- [Request]
Return, exactly, the line that contains "Mark the main" together with all lines after it to the end of the entries, and no further lines.

(Dataset excerpts on object pointing)
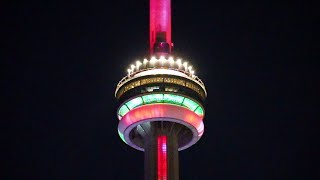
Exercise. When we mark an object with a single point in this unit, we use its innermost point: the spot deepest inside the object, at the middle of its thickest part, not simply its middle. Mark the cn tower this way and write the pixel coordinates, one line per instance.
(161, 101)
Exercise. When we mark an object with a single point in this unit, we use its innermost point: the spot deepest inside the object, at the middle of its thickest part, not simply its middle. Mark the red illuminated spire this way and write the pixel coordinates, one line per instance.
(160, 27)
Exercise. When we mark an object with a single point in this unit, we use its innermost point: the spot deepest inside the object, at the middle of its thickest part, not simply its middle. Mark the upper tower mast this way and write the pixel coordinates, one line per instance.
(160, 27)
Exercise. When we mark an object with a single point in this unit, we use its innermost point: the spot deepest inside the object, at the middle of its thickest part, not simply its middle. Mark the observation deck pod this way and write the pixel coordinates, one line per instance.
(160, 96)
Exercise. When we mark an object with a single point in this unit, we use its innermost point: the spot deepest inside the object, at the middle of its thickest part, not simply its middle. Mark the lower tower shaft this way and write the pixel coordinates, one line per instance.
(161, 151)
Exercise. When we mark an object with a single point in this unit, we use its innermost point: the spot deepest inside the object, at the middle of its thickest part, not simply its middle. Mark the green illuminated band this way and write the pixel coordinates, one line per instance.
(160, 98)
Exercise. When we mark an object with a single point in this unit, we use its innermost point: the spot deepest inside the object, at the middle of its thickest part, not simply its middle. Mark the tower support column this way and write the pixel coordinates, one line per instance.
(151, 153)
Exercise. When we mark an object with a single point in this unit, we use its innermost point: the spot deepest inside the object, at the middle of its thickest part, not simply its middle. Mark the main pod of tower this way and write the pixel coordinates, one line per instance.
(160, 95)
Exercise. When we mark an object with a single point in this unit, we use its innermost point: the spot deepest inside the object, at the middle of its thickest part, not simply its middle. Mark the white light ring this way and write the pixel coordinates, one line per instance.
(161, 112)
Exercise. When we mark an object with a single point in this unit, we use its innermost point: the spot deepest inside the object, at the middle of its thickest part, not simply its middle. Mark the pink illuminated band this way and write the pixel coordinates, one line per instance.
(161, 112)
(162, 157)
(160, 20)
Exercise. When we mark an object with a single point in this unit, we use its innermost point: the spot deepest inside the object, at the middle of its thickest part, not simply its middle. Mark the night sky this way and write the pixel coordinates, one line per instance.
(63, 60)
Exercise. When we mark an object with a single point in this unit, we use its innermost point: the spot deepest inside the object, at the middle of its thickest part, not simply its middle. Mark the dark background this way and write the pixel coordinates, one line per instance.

- [Output of the task]
Exercise. When we mark an object with a single point in this unit, we use its innermost point: the spot deepest inside the object, at the middle of its thickest part, not simply its middle. Mark the main pod of tower this way and write the pixel coordinates, one line per instance.
(160, 95)
Exercise. When we mark an object with a single point in this unit, we use its innermost point: the spot deepest inside the object, at the middle of its thickest part, not simply its middle. Mark the white light ring this way and write the pixel coordinates, one line per instance.
(161, 112)
Exercise. When we mark an object with a single point in this unit, we use its innermost point: the spot deepest inside the object, at the middle of its thickest part, not simply its middle. Mark the pink illuminated band this way and write the pixel coordinates, one line per instance.
(161, 112)
(162, 157)
(160, 20)
Exercise. When we mark an object with a single point in this unit, we use its innermost point: the spot deepest inside the object, at the middle of its thickest part, not simply its middle. Mark the night sky this way and write the pixel coordinates, one line per instance.
(63, 60)
Exercise. When we mark an object with a single point in this unit, we use its innermost point: the spot deepest inside the object, at the middle of its thickest part, not simply its middle. Mark the dark background this way and write the pixel coordinates, one line per instance.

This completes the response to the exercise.